┌─ Source document

Duchess consort of Saxe-Weisselfels-Barby
- Tenure: 1728-1732
- Born: 21 January 1698 Bernstadt
- Died: 4 January 1739 (aged 40) Skarsine Castle, Silesia
- Spouse: George Albert, Duke of Saxe-Weissenfels-Barby
- House: Württemberg
- Father: Christian Ulrich I
- Mother: Sophie Wilhelmine of East Frisia

= Auguste Louise of Württemberg-Oels =

Auguste Louise of Württemberg-Oels (21 January 1698 - 4 January 1739), was a Duchess of Württemberg-Oels by birth and by marriage Duchess of Saxe-Weissenfels-Barby.

==Biography==
Born in Bernstadt (now called Bierutów), the capital of the Duchy of Bernstadt in Silesia, she was the only child of Duke Christian Ulrich I of Württemberg-Oels and his third wife, Princess Sophie Wilhelmine of Ostfriesland (1659-1698), a daughter of Enno Louis, Prince of East Frisia.

Her mother died fourteen days after her birth (4 February 1698), probably from childbirth complications. From her father's two previous marriages, Auguste Louise had fourteen older half-siblings, of whom only four survive adulthood: Louise Elisabeth (by marriage Duchess of Saxe-Merseburg-Lauchstädt), Sophie Angelika (by marriage Duchess of Saxe-Zeitz-Pegau-Neustadt) -both born from Christian Ulrich I's first marriage with Anna Elisabeth of Anhalt-Bernburg-, Charles Frederick II, Duke of Württemberg-Oels and Christian Ulrich II, Duke of Württemberg-Wilhelminenort -both born from Christian Ulrich I's second marriage with Sibylle Maria of Saxe-Merseburg-.

└─

*Aim of the task*. Copy out the stretch of the Auguste Louise biography from "Duchess consort of" through "Duchess of Saxe-Weissenfels-Barby.", keeping every word and mark unchanged.

┌─ Records shown

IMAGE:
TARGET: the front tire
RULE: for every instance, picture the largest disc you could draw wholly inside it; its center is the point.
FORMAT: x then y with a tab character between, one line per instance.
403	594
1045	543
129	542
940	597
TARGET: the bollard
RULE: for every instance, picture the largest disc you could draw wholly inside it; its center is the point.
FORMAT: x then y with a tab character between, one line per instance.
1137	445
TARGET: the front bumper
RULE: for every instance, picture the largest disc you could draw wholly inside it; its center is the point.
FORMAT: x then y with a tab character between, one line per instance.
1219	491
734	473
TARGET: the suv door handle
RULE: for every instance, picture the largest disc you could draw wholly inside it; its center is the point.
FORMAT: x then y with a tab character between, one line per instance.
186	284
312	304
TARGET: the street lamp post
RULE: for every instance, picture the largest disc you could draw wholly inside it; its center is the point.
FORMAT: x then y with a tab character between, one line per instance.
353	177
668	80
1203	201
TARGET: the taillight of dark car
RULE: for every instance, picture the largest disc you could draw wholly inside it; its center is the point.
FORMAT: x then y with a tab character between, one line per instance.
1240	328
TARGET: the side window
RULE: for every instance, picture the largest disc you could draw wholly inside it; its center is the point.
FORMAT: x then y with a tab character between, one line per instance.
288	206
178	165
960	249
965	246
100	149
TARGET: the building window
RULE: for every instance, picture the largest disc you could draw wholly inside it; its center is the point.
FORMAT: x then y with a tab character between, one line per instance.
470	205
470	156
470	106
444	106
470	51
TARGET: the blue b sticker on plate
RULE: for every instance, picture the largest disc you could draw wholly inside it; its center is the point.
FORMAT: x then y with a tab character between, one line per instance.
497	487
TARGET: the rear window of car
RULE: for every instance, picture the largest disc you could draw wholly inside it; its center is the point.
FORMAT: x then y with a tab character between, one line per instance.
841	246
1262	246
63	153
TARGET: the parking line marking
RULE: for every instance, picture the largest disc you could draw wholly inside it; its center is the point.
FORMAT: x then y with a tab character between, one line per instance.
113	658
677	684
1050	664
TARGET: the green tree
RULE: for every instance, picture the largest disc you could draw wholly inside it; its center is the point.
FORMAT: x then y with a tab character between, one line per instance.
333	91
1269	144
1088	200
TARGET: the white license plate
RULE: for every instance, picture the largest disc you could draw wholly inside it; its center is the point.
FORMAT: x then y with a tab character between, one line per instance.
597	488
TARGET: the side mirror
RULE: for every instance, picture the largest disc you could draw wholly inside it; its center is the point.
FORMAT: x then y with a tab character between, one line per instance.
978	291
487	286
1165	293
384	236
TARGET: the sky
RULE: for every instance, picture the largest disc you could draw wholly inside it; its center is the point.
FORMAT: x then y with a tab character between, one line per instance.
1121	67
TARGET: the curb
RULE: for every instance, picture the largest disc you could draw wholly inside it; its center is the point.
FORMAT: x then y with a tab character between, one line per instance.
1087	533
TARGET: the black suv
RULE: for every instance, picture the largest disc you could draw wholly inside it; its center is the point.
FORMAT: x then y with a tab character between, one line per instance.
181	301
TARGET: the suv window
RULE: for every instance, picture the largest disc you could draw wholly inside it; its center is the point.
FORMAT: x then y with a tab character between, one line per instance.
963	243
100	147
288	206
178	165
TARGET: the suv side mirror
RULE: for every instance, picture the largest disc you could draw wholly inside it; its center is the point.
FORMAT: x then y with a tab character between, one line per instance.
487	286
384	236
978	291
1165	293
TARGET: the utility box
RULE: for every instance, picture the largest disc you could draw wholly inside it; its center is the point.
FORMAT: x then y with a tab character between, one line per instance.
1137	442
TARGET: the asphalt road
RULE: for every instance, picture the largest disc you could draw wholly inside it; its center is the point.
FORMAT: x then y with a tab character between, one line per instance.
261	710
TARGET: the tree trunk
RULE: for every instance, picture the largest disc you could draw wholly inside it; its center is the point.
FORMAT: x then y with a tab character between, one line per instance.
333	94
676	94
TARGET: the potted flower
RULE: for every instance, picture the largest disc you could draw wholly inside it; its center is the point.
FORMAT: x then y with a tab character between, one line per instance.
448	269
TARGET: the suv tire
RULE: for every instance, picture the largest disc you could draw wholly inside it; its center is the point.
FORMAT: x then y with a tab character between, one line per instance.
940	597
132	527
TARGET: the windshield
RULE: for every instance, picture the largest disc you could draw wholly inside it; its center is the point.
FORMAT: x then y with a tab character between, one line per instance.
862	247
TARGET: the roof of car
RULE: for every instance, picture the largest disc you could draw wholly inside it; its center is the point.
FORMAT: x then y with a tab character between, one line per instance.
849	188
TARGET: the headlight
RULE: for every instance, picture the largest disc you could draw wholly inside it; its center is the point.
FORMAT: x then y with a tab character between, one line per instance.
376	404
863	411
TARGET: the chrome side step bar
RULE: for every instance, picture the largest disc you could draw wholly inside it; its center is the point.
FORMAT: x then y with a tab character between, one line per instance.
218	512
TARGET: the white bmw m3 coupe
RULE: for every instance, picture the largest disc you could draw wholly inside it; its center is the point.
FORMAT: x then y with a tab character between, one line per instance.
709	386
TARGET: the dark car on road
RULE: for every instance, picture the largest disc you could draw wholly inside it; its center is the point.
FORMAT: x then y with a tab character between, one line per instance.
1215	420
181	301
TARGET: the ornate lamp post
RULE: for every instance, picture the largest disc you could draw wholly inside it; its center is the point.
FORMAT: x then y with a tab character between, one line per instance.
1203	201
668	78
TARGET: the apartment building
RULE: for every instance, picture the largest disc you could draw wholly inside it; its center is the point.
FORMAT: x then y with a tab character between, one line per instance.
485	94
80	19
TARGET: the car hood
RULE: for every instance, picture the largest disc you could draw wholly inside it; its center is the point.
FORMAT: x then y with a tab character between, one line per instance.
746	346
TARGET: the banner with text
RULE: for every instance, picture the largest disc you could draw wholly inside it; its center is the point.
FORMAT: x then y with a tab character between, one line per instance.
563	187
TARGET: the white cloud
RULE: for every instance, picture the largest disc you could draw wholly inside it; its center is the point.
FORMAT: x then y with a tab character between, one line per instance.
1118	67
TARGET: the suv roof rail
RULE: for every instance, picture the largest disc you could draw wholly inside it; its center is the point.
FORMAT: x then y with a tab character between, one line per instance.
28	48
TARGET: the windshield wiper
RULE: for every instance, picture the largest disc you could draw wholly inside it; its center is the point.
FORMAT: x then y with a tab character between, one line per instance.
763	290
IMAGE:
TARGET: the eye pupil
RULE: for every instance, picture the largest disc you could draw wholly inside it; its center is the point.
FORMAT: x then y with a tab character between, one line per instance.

└─

*Solution*.
Duchess consort of Saxe-Weisselfels-Barby
- Tenure: 1728-1732
- Born: 21 January 1698 Bernstadt
- Died: 4 January 1739 (aged 40) Skarsine Castle, Silesia
- Spouse: George Albert, Duke of Saxe-Weissenfels-Barby
- House: Württemberg
- Father: Christian Ulrich I
- Mother: Sophie Wilhelmine of East Frisia

= Auguste Louise of Württemberg-Oels =

Auguste Louise of Württemberg-Oels (21 January 1698 - 4 January 1739), was a Duchess of Württemberg-Oels by birth and by marriage Duchess of Saxe-Weissenfels-Barby.